BEGIN SUPPLIED DATA

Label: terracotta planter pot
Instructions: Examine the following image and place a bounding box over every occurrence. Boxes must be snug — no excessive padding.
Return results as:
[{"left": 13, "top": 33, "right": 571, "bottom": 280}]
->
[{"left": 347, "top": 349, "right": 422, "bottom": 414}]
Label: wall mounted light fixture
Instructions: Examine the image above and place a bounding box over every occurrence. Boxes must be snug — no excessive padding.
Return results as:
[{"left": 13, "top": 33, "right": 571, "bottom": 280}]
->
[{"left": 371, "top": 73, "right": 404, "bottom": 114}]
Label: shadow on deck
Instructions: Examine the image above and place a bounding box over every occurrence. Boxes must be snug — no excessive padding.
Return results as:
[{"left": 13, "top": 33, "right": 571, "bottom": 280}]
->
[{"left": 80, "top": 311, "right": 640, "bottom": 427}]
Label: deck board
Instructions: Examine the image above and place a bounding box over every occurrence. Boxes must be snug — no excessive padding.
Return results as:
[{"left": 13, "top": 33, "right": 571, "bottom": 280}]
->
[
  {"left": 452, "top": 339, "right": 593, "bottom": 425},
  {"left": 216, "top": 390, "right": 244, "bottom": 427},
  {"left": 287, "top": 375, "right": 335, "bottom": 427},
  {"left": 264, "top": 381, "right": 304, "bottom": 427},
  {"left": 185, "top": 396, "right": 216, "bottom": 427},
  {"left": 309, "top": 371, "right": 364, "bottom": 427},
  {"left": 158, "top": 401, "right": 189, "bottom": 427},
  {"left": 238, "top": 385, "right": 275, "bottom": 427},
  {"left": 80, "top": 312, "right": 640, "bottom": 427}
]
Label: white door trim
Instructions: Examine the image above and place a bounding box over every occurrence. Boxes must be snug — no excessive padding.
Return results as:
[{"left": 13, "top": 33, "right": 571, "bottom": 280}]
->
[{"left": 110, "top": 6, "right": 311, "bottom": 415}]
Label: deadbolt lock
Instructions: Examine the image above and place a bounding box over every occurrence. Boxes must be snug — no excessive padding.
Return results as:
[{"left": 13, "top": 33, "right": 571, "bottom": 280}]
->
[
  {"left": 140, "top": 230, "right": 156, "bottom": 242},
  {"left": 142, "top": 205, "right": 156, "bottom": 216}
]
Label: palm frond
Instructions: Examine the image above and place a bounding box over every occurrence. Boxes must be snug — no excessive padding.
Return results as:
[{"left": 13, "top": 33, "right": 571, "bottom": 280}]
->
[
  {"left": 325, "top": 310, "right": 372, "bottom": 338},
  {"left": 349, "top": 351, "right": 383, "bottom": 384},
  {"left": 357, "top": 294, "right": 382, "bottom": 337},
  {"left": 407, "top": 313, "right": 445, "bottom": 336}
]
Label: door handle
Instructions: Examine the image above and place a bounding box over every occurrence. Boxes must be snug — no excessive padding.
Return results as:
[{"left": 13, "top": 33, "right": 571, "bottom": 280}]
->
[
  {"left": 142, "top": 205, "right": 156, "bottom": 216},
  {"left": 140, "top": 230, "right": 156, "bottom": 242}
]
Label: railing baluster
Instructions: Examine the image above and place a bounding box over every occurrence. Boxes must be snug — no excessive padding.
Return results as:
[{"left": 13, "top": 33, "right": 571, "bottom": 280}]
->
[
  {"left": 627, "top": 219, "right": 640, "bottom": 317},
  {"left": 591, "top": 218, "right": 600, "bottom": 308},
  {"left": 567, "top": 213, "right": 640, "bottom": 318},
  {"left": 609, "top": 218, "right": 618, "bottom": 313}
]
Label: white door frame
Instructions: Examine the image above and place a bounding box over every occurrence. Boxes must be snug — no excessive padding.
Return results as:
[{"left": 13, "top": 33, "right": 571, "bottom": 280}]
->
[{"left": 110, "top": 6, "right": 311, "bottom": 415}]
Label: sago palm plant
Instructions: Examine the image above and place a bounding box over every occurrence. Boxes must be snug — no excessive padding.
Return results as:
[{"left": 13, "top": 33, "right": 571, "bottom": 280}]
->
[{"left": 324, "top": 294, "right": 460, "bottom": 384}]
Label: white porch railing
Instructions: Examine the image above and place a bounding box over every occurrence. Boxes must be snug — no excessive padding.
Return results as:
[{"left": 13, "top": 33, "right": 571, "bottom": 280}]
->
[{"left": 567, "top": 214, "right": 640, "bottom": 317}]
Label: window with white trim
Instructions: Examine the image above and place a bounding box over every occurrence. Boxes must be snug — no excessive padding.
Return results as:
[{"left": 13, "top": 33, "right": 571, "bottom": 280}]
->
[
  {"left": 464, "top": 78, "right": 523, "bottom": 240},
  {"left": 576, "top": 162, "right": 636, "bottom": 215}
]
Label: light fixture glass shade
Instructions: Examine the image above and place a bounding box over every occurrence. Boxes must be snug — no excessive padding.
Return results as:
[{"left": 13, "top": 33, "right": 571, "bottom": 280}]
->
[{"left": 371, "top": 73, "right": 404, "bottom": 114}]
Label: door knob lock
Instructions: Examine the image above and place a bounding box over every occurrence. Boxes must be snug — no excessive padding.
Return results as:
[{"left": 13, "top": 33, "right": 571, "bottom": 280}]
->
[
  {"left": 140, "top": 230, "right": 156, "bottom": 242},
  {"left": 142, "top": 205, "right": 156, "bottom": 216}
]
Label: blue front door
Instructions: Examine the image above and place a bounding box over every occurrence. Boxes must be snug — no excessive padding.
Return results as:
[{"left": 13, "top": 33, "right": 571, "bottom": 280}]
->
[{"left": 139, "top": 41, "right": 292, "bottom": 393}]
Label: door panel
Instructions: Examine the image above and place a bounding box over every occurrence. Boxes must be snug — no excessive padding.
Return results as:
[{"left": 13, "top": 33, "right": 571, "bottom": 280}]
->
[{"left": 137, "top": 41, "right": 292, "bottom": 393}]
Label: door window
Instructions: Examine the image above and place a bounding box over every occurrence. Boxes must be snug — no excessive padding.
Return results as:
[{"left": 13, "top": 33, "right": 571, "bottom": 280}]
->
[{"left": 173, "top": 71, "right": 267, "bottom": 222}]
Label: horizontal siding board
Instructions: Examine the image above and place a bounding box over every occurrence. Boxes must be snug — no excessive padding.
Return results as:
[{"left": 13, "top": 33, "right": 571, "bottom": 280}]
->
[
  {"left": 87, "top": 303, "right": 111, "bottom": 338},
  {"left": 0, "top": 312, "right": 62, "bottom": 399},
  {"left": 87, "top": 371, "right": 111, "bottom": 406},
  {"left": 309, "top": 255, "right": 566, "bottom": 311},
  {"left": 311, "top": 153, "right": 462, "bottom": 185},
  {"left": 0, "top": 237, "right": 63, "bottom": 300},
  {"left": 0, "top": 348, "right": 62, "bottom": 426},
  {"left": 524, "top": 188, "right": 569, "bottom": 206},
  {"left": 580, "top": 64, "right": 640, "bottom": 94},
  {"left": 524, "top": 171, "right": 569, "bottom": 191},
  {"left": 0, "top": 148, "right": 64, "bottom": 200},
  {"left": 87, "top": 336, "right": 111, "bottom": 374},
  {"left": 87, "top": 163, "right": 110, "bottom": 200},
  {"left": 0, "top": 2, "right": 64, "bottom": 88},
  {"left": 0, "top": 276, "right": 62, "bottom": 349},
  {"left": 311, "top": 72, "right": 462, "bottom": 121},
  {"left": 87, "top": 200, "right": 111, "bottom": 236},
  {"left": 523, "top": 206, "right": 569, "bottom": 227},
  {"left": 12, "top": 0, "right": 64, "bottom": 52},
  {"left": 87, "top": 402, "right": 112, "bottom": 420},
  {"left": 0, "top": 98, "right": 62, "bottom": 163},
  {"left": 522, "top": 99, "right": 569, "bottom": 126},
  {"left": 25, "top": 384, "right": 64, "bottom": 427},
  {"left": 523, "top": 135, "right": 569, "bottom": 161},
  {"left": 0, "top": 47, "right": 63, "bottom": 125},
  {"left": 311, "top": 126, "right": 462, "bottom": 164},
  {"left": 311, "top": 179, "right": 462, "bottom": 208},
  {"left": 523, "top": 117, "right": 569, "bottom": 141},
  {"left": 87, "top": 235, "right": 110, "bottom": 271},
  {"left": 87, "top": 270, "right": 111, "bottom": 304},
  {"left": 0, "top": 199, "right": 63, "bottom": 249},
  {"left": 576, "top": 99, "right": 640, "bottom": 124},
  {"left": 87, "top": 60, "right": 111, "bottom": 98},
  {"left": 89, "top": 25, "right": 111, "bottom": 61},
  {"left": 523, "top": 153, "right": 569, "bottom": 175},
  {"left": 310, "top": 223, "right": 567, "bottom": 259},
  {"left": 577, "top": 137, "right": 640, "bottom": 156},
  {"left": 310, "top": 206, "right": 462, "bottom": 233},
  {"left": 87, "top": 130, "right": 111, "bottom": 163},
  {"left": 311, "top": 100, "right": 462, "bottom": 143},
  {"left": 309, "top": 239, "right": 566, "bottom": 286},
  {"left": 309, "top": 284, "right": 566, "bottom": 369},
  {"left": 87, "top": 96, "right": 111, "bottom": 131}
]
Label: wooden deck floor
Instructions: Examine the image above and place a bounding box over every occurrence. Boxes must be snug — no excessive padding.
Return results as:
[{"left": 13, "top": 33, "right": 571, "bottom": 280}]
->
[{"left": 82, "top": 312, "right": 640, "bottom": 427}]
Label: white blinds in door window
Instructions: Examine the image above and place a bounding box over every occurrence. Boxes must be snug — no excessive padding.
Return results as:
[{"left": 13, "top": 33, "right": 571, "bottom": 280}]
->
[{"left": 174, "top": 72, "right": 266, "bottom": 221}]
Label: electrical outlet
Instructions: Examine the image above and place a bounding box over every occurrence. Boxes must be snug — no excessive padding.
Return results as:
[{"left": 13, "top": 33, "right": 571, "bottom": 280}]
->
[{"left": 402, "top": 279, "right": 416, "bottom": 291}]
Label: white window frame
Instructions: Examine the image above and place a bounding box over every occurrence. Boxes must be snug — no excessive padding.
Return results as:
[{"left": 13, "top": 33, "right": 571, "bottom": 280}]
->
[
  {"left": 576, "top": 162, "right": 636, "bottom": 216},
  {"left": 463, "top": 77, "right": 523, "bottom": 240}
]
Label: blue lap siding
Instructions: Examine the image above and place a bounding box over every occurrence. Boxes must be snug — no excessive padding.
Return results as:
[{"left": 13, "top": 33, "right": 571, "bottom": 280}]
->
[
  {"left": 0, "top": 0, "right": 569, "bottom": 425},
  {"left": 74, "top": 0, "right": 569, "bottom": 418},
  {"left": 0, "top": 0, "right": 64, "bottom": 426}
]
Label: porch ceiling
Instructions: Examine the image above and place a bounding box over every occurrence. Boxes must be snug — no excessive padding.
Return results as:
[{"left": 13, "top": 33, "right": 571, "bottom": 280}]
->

END SUPPLIED DATA

Reproduce everything from the line containing "Label: blue lap siding" down to the end of the records, requests included. Multiply each bounding-box coordinate in the answers by 2.55 and round it to the nearest whole number, rounding halves up, and leave the numbers in the requests and their format samples unchanged.

**CORRECT OUTPUT**:
Label: blue lap siding
Instructions: Examine the image above and place a bounding box over every occurrence. Boxes must be snug — no excessive padding.
Return results as:
[{"left": 13, "top": 33, "right": 571, "bottom": 280}]
->
[
  {"left": 0, "top": 0, "right": 1451, "bottom": 1084},
  {"left": 189, "top": 0, "right": 1451, "bottom": 1066},
  {"left": 0, "top": 0, "right": 163, "bottom": 1086}
]
Label: porch ceiling
Instructions: Examine the image above and place a bounding box over every occurrence. Boxes must be snug — no excessive padding.
Return results as:
[{"left": 13, "top": 33, "right": 571, "bottom": 280}]
->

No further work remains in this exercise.